◆ MATERIAL FOR THIS TASK
++++++++++
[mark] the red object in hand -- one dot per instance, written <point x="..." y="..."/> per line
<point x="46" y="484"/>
++++++++++
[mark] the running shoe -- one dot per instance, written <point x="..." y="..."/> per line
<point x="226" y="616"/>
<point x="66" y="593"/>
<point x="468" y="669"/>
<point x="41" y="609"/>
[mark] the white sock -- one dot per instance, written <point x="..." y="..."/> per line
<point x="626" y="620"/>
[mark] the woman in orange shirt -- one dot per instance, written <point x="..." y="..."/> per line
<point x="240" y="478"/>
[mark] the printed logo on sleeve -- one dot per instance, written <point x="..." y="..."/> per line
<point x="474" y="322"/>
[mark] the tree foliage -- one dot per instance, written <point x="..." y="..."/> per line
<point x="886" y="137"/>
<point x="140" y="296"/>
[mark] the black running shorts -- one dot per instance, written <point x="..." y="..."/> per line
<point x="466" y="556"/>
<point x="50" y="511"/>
++++++++++
◆ WHAT THE TASK ASKS
Pick out every line above that contains the word "running", and copy each one. Match case exactly.

◆ RESULT OF THE TASK
[mark] the running shoe -- one dot per instance, written <point x="..." y="..."/> per line
[mark] the black running shorts -- one dot per instance, written <point x="..." y="..."/> per line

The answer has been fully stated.